_Short problem_
Copy out every line exactly, passing over the pictures.

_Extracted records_
◆ ◆ ◆ ◆ ◆

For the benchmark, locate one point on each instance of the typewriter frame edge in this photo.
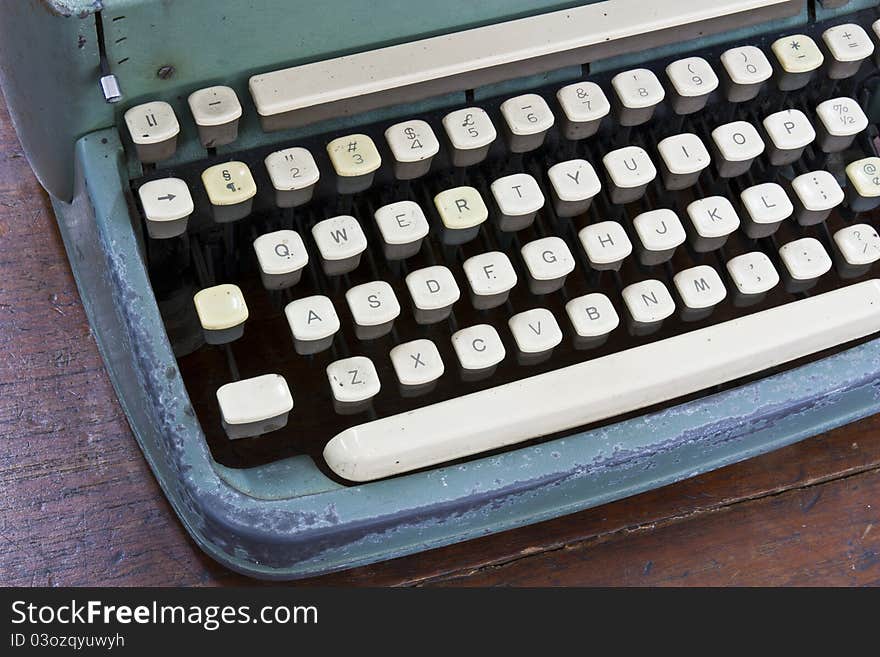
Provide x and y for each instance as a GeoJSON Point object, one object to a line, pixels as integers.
{"type": "Point", "coordinates": [346, 527]}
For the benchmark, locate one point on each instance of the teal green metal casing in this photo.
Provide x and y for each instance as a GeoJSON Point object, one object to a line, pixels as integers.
{"type": "Point", "coordinates": [287, 520]}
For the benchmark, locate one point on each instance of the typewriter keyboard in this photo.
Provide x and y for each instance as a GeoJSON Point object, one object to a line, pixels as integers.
{"type": "Point", "coordinates": [420, 291]}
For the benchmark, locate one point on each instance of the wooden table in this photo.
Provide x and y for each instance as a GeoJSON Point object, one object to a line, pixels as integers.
{"type": "Point", "coordinates": [78, 505]}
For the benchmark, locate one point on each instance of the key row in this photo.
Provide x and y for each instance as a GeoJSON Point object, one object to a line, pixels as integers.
{"type": "Point", "coordinates": [479, 349]}
{"type": "Point", "coordinates": [154, 128]}
{"type": "Point", "coordinates": [374, 307]}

◆ ◆ ◆ ◆ ◆

_Problem solution_
For the benchmark, locate one point on each instance of the typewriter frame edge in this photo.
Provide x and y for each instance as a GeoJSON Point object, one object to a line, pixels as integers.
{"type": "Point", "coordinates": [346, 527]}
For the benchmark, locate one point on each instance of the teal green metal casing in this photo.
Provide x and y for each instance as a GeoJSON Point object, one object to a line, pixels as integers.
{"type": "Point", "coordinates": [287, 520]}
For the benchmark, locate one point on each instance of the typewriter keyboard in this photo.
Provide x and y for each instance as a GeoJSON Point object, one object to a line, pixels as integers.
{"type": "Point", "coordinates": [420, 291]}
For the benchmark, locate one point on each instance of the wooden table in this photo.
Provide x and y for each instance as a GeoJSON Point object, one object to a line, pixels as integers.
{"type": "Point", "coordinates": [78, 505]}
For the benchmark, locate one point on each instance of the key row in this photo.
Provide x and y for each instance as a GeoJSON Point object, one object to a line, pixels as integers.
{"type": "Point", "coordinates": [479, 349]}
{"type": "Point", "coordinates": [154, 128]}
{"type": "Point", "coordinates": [374, 307]}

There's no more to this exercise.